What the IMF report does not explicitly address, because it falls outside its mandate to do so, is the extent to which the human capital trap accelerates the dependency ratio deterioration that makes the pension burden unsustainable. When a 25-year-old Mauritian doctor or engineer emigrates to Canada, they remove from the Mauritian workforce the highest-earning, highest-tax-paying, highest-pension-contributing cohort at precisely the moment when that cohort should be beginning to fund the pensions of the generation above them. The imported foreign worker who fills the bottom of the labour market at the minimum wage contributes a fraction of the fiscal revenue that the emigrating graduate would have contributed across a full working lifetime.

The pension reform debate asks how to fund pensions with the workforce that Mauritius has. The human capital trap question is why Mauritius has the workforce it has, rather than the one it educated. Both questions are about the same structural failure. Neither can be resolved without addressing the captured economy that produces them.

What Reversing the Trap Requires

Reversing the human capital trap does not require preventing emigration, restricting freedom of movement, or penalising citizens who choose to build their careers abroad. It requires creating the economic conditions that make staying a competitive choice for the graduate who currently leaves not from lack of patriotism but from lack of opportunity at the level their qualifications warrant.

▶ [Collection entries]:
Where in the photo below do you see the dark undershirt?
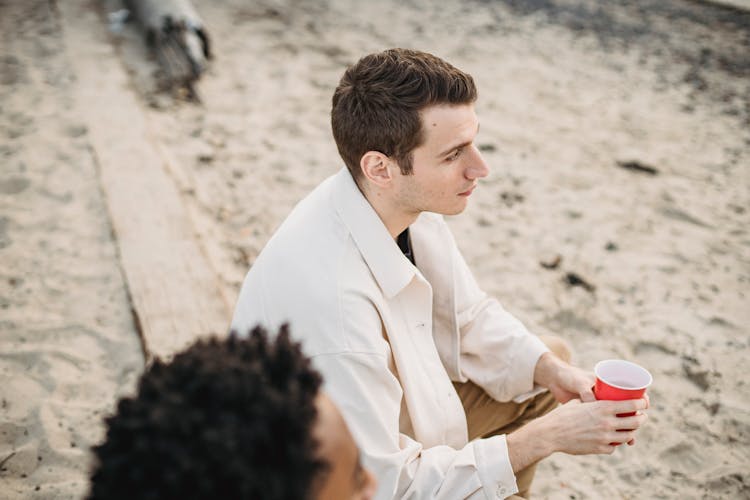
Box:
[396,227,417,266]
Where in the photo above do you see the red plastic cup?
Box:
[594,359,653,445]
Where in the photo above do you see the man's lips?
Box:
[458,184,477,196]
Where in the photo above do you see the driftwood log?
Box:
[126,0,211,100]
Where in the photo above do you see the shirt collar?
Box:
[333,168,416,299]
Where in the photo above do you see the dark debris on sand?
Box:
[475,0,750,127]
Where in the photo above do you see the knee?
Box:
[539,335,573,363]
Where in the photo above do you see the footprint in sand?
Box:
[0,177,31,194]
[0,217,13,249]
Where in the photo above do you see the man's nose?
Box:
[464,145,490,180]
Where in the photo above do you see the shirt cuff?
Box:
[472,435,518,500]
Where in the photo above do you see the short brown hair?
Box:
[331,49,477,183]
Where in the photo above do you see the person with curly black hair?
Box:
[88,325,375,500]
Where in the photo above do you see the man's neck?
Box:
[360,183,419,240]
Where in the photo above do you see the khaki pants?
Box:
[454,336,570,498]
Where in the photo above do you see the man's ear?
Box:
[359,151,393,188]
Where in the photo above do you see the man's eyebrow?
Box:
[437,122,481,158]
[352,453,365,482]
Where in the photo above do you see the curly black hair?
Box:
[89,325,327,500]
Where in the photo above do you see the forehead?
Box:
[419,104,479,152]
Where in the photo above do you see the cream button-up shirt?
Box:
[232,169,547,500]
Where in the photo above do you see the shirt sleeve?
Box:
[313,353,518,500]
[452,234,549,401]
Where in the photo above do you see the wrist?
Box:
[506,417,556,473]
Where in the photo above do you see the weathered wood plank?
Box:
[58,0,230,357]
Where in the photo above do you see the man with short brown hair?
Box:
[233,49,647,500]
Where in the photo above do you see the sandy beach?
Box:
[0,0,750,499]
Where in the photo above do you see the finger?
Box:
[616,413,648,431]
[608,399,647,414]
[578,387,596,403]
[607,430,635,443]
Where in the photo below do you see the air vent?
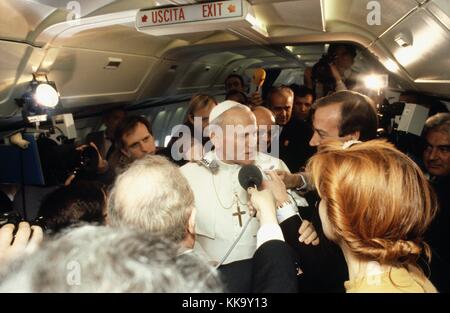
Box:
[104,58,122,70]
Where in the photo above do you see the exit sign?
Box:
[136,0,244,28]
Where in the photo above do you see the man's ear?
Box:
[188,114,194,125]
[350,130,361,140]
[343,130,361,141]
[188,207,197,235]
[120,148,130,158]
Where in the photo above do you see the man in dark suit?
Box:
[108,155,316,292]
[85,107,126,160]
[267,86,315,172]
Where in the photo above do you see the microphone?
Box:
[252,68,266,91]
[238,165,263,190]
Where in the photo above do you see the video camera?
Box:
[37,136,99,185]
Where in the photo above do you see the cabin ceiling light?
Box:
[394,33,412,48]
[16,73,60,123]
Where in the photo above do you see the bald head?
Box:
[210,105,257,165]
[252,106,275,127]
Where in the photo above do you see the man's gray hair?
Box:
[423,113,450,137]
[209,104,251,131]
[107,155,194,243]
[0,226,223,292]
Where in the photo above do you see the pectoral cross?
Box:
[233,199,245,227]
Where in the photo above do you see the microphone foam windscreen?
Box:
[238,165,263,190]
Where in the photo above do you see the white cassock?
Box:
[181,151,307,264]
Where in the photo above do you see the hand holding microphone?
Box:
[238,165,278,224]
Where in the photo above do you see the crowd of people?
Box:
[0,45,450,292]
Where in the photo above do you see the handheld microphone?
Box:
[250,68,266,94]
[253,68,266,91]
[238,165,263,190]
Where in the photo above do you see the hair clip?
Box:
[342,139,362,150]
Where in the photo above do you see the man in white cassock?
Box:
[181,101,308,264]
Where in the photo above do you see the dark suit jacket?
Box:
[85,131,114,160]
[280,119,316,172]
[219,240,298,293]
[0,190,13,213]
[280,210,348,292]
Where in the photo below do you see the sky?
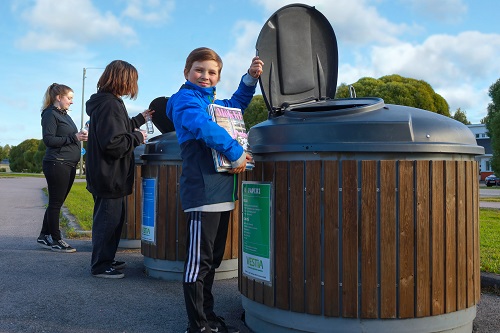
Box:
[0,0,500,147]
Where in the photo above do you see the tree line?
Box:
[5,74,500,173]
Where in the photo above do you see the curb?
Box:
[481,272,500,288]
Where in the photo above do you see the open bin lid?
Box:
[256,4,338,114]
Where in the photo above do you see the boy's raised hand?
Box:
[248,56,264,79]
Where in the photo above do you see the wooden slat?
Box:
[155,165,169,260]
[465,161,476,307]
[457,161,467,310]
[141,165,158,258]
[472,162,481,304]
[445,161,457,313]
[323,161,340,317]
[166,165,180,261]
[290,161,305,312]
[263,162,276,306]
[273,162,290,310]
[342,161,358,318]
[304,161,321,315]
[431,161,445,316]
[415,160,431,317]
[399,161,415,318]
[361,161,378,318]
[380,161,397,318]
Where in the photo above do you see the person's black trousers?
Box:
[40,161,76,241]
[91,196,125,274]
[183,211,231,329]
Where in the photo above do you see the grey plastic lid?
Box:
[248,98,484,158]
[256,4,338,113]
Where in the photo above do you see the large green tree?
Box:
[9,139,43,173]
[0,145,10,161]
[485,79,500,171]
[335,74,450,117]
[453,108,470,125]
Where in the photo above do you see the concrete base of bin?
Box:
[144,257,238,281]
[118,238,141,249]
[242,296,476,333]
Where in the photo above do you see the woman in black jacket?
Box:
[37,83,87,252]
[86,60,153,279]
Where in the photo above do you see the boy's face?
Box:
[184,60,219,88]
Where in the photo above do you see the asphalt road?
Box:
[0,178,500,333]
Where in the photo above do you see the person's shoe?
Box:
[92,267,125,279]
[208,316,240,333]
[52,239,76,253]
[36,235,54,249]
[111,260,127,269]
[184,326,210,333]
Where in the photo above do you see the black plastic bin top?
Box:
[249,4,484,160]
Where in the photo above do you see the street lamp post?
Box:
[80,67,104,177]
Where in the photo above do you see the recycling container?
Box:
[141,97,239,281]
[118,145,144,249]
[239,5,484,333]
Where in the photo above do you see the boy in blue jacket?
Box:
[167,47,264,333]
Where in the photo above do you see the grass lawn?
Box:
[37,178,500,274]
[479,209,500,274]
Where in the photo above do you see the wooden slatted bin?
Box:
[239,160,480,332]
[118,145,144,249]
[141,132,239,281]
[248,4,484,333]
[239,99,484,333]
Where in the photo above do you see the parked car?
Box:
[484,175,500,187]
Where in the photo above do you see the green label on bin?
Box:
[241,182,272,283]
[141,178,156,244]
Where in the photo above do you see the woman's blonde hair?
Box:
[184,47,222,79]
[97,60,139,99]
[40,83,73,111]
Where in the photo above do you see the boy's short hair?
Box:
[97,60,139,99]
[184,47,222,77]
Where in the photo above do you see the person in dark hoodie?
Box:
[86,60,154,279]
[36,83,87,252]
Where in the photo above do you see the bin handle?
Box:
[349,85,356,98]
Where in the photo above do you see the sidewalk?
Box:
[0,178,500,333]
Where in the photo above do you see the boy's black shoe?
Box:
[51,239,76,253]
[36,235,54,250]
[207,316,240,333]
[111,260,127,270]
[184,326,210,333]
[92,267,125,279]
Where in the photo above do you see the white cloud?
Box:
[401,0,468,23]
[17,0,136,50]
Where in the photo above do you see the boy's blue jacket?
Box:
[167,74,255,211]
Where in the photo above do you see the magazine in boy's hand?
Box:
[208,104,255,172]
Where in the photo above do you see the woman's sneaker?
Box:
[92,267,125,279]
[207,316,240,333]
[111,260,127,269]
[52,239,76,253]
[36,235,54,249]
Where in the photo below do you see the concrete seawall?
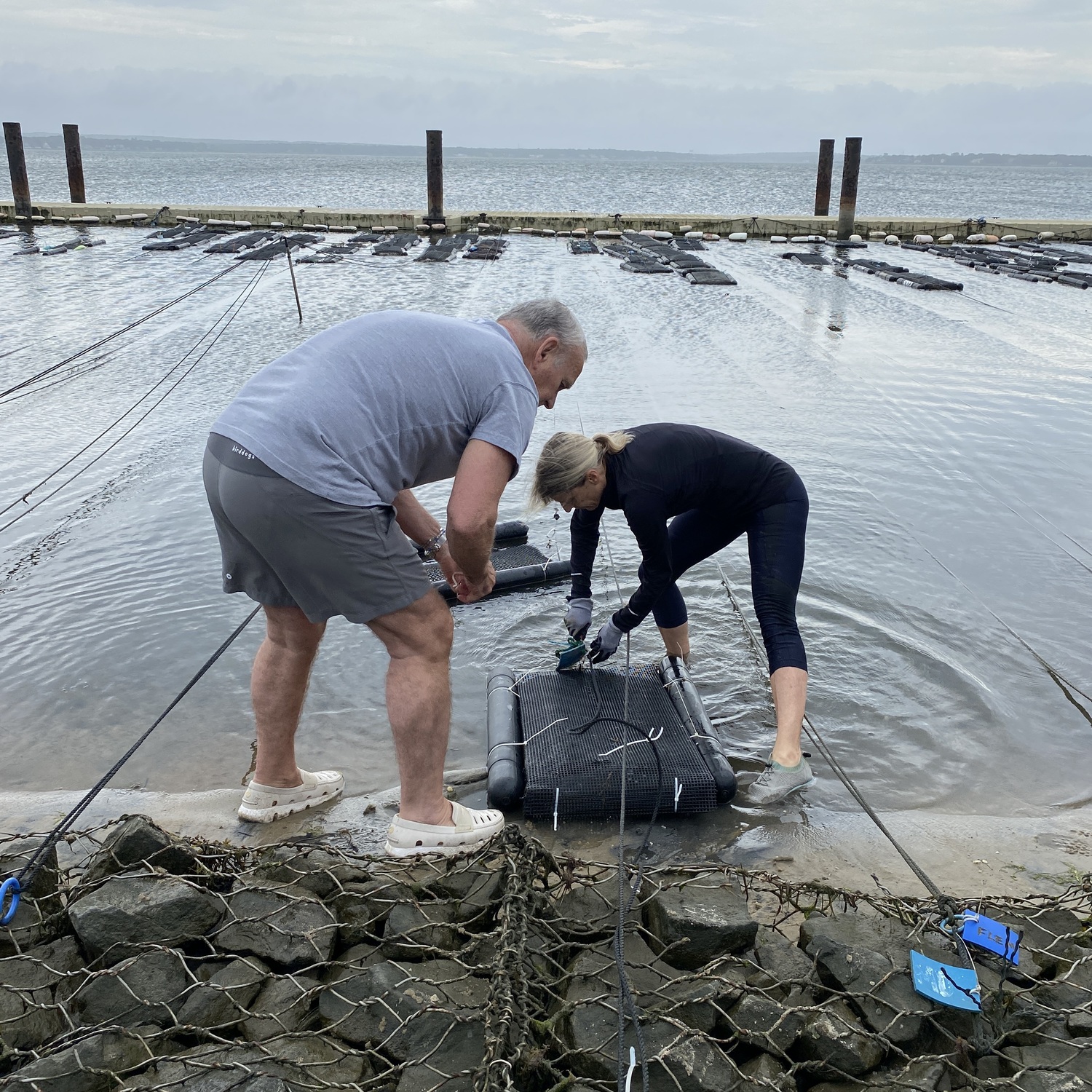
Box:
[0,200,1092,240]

▶ [What you are asked to do]:
Write the next part of the piece on Mauritius's human capital trap, beginning right after its last sentence. The material has nothing to do with this.

▶ [Written answer]:
The conditions that would reverse the trap are identical to those that genuine liberalisation of the captured economy would produce. Competitive energy markets would reduce the input cost barrier for technology and advanced manufacturing businesses that currently find Mauritius's administered energy prices uncompetitive for the kind of production that generates high-skill, high-wage employment. A labour market policy that managed foreign labour importation to serve genuine skills gaps rather than wage suppression would allow domestic wages in skilled occupations to rise toward the level that makes staying competitive with leaving. An industrial policy that prioritised moving up the value chain, in renewable energy, in technology services, in high-value financial products, in precision manufacturing, would generate the employment opportunities that the human capital the education system produces could actually fill at the salary level those skills are worth.

None of this is beyond a small island economy with Mauritius's institutional foundations, its legal system, its financial sector depth, its geographic position, and its educated workforce. Singapore built a knowledge economy from a smaller base and less favourable starting conditions. Mauritius is not Singapore. But the gap between what Mauritius is and what it could have been is not a function of natural limitations. It is a function of the political choices that have maintained the captured economy against the interests of the citizens it was supposed to serve.

The Meridian Intelligence Desk · Mauritius Watch · July 2026
Mauritius Educated Them. The United Kingdom Hired Them. The Cost Was Paid by the Taxpayers Who Stayed.

The human capital trap is the most expensive subsidy the Mauritian state provides to high-income economies, and it appears in no budget line. It is invisible in the national accounts because it is measured not as an expenditure but as an absence: the absence of the tax revenues, the pension contributions, the private sector investment, and the skills multiplier effects that the citizens who left would have generated had the economy given them a reason to stay.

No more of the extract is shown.